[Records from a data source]
%%

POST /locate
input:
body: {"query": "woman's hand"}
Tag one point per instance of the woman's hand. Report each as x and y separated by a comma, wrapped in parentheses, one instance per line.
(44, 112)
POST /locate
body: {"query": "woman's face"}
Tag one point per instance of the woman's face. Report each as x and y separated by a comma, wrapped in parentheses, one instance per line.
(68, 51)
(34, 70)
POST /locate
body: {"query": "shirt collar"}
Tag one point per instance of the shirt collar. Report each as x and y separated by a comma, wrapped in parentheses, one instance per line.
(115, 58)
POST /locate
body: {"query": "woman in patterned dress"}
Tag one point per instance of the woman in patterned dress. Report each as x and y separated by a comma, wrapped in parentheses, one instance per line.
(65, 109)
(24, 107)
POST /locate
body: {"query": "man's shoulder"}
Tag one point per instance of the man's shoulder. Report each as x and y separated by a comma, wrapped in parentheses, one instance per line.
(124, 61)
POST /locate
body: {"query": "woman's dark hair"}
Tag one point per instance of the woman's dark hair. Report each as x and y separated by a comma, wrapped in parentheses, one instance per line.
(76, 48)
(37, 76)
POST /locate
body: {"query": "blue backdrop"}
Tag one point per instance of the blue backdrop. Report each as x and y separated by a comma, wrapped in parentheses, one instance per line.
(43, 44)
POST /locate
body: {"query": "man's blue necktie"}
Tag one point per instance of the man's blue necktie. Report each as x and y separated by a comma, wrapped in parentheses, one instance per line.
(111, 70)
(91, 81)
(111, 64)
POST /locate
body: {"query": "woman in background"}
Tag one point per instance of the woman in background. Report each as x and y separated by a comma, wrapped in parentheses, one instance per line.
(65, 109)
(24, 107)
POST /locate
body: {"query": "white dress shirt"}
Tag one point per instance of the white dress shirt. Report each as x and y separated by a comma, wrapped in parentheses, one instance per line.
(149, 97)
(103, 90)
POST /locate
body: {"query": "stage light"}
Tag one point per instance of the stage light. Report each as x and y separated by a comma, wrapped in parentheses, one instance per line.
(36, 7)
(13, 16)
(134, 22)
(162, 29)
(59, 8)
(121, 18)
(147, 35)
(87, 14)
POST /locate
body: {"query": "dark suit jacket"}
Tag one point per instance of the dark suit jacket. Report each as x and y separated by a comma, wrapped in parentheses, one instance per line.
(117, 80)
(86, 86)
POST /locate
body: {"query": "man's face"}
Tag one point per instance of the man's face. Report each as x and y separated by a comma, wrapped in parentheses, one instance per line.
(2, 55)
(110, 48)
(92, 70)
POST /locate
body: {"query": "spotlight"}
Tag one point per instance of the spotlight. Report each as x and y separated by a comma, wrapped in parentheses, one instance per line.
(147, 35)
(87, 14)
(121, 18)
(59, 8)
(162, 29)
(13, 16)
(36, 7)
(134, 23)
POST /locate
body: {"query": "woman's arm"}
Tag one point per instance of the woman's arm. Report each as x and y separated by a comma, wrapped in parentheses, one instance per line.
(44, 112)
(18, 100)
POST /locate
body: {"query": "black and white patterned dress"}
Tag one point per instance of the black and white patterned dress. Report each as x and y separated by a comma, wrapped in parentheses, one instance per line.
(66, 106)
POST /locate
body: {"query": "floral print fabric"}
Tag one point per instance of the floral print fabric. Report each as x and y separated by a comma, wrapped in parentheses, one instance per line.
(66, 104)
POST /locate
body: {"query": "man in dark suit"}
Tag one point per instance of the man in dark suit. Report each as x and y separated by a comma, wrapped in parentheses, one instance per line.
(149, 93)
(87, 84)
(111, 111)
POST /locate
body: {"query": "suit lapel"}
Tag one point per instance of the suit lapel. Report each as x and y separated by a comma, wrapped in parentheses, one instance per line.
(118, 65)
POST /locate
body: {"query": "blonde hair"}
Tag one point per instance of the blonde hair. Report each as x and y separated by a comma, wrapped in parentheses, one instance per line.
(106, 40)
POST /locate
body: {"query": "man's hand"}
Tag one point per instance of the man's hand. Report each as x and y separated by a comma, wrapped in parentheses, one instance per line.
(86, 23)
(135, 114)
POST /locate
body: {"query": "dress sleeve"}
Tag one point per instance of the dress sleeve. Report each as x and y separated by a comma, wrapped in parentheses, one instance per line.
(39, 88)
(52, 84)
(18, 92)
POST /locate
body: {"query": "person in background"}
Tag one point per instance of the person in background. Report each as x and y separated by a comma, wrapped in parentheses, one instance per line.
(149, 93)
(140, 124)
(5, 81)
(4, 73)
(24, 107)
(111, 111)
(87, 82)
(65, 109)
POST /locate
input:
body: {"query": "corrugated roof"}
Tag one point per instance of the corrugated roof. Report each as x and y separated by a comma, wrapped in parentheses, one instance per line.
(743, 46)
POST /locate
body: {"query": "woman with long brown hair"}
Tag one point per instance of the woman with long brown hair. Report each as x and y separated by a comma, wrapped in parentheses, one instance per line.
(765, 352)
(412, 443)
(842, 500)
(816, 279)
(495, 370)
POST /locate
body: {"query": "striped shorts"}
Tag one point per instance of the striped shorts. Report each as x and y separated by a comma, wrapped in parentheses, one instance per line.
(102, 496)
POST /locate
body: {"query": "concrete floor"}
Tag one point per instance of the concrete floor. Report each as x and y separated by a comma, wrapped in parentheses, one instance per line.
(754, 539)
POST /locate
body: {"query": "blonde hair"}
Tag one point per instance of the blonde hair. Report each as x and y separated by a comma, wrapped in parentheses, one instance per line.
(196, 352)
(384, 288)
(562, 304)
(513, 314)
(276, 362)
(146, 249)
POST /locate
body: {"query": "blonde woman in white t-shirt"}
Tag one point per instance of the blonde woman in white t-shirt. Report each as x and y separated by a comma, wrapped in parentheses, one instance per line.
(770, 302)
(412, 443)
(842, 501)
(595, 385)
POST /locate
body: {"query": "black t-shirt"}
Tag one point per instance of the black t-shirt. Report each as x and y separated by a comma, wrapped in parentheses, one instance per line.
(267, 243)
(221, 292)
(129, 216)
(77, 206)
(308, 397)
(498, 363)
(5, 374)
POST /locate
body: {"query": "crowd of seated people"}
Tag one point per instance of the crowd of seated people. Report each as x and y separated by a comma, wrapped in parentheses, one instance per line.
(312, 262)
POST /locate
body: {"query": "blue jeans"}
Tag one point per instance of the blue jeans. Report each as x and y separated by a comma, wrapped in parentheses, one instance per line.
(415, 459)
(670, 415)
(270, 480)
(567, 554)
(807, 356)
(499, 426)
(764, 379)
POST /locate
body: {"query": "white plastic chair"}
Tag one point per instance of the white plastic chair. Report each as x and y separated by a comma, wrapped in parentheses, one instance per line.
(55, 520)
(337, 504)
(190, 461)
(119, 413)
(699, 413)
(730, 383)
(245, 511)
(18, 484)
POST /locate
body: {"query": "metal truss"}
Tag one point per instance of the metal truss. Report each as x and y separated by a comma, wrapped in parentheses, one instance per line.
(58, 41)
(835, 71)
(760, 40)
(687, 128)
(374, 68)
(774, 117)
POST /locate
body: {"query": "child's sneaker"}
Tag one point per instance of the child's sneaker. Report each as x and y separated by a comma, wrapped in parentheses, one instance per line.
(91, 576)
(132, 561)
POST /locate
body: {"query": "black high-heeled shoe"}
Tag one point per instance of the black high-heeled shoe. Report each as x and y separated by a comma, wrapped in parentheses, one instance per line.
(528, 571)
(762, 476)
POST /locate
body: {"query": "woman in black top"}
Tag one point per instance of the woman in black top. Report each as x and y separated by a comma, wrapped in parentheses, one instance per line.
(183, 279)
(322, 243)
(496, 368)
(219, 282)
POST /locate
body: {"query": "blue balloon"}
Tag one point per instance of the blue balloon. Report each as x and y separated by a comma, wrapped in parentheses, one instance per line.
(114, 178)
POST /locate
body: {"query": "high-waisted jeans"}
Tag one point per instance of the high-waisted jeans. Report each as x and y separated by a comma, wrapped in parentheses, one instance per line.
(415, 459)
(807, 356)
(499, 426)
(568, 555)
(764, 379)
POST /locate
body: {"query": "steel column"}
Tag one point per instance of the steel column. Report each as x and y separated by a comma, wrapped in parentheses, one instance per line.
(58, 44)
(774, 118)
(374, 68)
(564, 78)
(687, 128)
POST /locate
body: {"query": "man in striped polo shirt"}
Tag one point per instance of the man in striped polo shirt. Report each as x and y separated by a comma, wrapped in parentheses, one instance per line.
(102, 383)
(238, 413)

%%

▶ [What is required]: Select every line of the records that contains the word "chair", and copy each one out. Case counts.

▶ [Solution for this exercise]:
body: {"query": "white plastic chair"}
Tag one point per instance of the white plastic chair. Report each as x and y separated by a comma, wrapped in parentheses, one instance per line.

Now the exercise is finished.